* [TASK STATEMENT]: Give back an exact copy of the lines in the records below, from the line that has "Target: white ceiling" through the line that has "Where can the television", and nothing besides.

── DATASET EXCERPTS

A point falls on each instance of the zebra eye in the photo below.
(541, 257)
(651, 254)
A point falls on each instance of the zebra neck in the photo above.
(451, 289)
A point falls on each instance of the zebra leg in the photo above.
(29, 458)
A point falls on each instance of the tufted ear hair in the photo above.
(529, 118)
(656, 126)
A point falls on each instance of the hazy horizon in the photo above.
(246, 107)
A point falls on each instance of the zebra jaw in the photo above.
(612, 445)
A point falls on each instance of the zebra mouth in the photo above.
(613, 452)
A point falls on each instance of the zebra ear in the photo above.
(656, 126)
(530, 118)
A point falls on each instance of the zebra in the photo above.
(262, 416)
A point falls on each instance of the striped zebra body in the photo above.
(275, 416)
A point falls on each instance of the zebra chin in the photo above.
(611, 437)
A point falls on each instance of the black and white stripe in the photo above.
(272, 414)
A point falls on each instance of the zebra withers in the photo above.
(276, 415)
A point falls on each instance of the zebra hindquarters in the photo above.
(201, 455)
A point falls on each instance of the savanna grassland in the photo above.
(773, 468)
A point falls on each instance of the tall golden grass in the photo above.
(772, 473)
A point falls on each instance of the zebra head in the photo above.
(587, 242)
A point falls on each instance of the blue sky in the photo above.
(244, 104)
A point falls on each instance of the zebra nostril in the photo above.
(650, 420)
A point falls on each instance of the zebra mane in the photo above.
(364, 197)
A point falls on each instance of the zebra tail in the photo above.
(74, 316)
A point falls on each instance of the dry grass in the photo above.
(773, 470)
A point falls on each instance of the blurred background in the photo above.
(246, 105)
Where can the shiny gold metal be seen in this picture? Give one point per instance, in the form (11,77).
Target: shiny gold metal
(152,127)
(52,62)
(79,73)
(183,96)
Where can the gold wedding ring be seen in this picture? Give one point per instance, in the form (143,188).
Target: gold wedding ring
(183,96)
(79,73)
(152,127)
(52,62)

────
── DATASET EXCERPTS

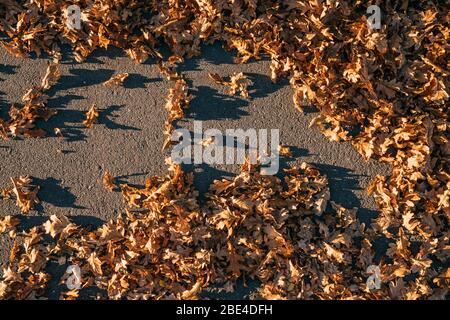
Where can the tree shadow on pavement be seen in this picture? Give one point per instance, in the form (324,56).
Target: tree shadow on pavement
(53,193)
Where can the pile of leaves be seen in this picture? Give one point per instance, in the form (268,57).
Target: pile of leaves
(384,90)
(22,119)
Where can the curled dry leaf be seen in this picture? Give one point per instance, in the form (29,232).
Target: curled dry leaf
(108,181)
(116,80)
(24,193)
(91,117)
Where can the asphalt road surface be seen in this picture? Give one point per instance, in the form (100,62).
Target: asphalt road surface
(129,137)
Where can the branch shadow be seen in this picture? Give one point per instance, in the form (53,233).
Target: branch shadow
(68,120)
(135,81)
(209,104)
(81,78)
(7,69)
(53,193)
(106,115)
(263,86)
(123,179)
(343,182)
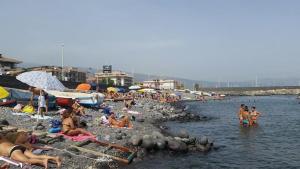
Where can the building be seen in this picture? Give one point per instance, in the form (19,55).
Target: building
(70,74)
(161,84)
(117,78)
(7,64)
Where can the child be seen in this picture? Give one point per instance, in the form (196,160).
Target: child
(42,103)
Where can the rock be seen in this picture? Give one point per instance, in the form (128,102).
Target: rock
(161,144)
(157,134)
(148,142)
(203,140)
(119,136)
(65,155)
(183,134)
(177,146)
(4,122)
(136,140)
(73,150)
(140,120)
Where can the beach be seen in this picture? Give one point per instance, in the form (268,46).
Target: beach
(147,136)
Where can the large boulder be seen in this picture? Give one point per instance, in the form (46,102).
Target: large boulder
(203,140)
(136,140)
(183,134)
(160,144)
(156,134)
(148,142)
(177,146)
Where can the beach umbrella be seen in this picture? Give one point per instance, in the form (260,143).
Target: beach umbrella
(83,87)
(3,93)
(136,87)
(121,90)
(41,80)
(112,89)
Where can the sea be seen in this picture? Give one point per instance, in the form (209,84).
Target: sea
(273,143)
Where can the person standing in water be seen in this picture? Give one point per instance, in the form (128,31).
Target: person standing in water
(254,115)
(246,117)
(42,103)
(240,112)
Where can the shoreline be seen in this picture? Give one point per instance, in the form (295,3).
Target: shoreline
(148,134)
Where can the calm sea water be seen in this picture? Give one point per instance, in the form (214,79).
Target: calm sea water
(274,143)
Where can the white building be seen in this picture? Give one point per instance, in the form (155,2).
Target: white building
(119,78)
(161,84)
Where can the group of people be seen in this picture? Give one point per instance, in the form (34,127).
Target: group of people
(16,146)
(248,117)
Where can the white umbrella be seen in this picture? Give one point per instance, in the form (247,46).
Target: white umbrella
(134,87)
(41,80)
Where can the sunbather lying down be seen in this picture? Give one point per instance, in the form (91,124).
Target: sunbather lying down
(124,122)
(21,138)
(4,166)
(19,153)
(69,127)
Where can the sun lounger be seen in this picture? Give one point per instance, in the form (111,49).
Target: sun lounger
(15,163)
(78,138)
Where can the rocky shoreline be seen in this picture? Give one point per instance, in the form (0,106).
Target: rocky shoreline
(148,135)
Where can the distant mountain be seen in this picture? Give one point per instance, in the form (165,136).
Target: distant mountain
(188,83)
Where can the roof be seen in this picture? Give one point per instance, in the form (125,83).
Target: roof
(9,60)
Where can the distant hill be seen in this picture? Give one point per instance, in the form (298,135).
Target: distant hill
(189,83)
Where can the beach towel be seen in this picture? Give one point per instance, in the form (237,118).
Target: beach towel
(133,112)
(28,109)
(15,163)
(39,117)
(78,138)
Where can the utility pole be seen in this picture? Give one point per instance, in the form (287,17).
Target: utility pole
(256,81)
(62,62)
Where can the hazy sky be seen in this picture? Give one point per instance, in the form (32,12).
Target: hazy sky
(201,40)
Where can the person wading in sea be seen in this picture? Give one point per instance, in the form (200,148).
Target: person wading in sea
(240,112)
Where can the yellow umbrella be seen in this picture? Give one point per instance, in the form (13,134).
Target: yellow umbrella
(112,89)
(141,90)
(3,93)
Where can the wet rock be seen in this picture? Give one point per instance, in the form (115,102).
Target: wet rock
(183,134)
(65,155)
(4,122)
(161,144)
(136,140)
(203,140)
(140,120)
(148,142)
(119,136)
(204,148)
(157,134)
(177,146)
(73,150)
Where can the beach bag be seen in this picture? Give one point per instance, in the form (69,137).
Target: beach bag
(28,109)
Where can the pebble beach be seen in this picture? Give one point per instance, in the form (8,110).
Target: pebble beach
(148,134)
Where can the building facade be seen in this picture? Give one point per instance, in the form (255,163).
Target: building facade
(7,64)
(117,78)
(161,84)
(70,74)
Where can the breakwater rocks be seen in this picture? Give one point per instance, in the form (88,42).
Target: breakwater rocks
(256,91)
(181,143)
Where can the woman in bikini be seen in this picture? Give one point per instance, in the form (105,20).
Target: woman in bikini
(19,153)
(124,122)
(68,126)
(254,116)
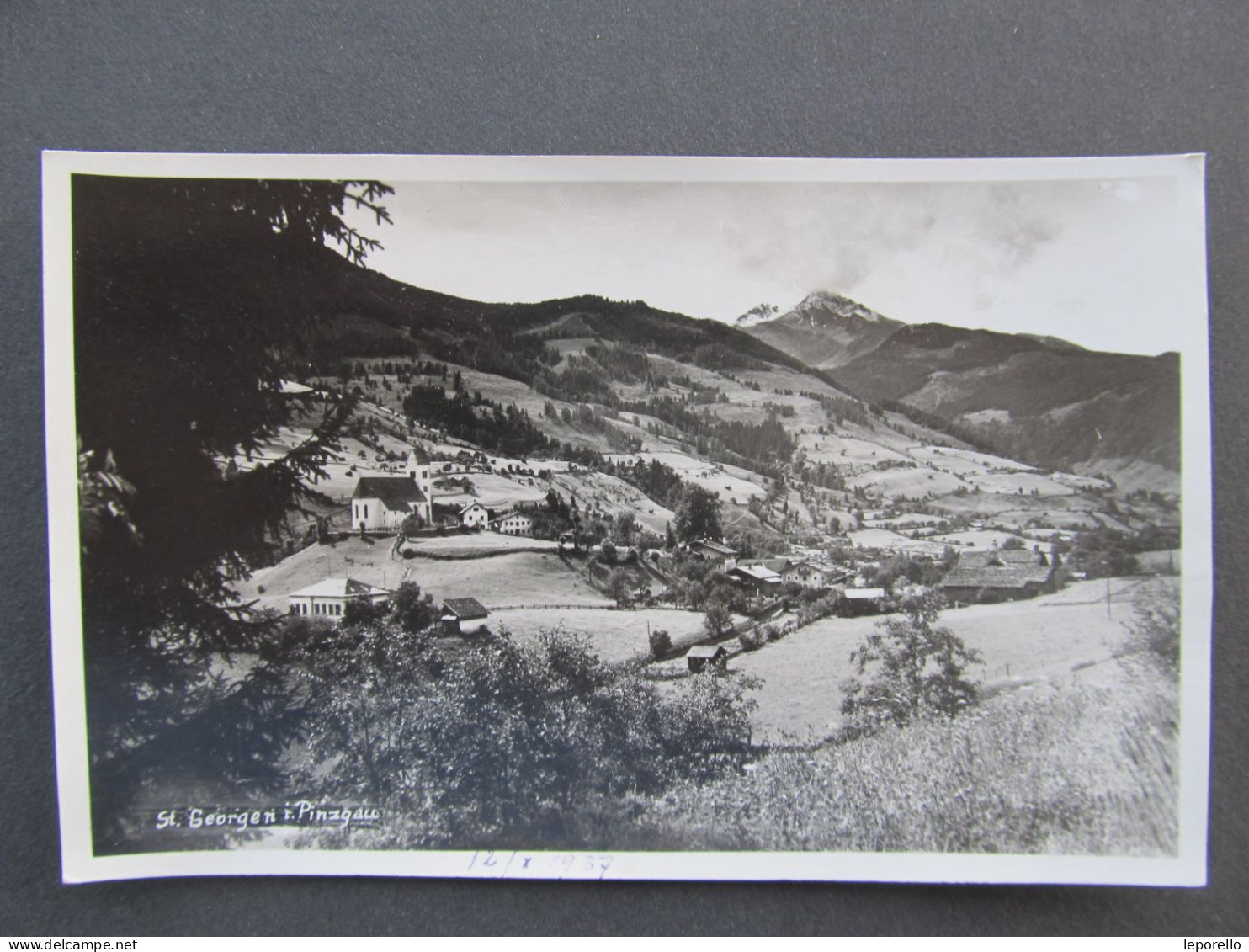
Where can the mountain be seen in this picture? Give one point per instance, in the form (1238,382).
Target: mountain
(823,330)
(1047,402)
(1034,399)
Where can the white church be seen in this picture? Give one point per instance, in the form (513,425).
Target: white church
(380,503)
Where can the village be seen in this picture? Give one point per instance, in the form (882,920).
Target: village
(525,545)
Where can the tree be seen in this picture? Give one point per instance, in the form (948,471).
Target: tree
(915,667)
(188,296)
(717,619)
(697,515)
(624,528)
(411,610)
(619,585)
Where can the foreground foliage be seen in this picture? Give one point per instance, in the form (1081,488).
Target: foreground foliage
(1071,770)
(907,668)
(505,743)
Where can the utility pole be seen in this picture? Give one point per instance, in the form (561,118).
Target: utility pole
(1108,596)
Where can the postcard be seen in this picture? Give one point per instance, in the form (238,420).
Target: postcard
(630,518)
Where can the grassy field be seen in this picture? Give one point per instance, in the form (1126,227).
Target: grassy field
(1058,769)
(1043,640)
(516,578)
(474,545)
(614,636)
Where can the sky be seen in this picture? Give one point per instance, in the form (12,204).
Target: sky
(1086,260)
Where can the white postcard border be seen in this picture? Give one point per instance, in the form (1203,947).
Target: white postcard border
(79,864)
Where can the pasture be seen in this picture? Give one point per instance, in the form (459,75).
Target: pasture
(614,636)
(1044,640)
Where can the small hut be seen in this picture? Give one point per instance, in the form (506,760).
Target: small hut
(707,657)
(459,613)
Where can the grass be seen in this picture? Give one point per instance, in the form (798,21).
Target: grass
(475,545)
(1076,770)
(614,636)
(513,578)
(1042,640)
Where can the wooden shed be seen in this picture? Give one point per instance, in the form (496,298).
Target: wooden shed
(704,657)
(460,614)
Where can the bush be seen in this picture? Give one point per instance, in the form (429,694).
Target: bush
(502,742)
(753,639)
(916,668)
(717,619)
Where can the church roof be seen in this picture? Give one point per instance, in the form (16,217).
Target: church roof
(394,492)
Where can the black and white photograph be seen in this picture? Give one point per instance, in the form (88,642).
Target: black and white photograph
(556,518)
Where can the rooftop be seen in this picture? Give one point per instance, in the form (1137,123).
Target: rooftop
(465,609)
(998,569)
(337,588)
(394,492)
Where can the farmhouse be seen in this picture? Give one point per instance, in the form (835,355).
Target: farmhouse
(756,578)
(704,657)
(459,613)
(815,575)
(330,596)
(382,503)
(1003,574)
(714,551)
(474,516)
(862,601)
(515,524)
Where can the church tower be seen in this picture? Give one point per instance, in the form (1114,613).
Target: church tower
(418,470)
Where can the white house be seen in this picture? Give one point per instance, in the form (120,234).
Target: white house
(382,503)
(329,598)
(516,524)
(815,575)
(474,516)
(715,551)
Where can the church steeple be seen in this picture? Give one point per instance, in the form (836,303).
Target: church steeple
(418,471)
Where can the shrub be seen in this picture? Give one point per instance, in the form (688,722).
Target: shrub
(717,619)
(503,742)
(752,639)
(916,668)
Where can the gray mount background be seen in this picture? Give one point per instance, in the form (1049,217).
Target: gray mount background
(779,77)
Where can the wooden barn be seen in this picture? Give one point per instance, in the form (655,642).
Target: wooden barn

────
── DATASET EXCERPTS

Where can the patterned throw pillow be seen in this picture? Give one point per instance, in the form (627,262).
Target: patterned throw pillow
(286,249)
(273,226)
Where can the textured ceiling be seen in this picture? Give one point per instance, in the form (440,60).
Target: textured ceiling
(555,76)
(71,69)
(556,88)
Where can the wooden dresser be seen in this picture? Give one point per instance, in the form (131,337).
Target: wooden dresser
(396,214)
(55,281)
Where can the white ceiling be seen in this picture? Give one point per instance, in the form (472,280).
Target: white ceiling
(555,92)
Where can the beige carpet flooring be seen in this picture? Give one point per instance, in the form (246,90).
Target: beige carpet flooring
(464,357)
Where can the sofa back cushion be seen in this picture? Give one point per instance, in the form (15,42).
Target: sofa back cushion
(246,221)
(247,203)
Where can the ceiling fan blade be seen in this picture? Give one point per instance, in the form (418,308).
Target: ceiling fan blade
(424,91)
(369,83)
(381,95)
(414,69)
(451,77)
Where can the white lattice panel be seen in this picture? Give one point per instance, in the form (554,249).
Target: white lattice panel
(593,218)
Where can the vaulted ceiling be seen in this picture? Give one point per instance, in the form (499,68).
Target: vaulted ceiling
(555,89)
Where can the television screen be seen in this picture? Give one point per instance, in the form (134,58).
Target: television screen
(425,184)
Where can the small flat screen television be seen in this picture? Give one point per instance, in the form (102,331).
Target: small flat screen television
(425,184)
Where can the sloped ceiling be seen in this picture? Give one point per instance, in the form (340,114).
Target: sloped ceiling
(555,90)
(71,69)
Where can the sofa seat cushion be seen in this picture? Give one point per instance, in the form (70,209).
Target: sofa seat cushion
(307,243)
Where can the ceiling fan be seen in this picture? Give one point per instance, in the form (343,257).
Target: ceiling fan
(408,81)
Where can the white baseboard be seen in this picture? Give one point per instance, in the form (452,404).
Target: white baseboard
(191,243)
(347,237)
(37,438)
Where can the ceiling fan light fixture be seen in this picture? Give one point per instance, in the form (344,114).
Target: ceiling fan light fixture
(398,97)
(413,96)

────

* [SOLUTION TO THE PROBLEM]:
Target: white ceiling
(555,92)
Where can the beige carpet flooring be seen in this picture? Give one point per instance, in the form (246,90).
Target: beige carpet flooring
(464,357)
Where can the sofa back cushion be seen in this picture? Give one point per instance, in the form (15,42).
Target: sofa back cushion
(246,221)
(247,203)
Where can the ceiling fan blade be seen in this picture? Give one point per instance, in the form (418,308).
Target: ceiling fan blade
(424,91)
(369,83)
(381,95)
(414,69)
(451,77)
Where can the white lattice panel be seen in this picture? Give one point per instance, in the form (554,249).
Target: white lattice panel
(593,218)
Where can the vaulted ceiling be seen in this picture? Give one point per instance, in the form (499,68).
Target: vaulted ceiling
(555,89)
Where can the television screen be seen in this picture? Give one point per instance, in the form (134,58).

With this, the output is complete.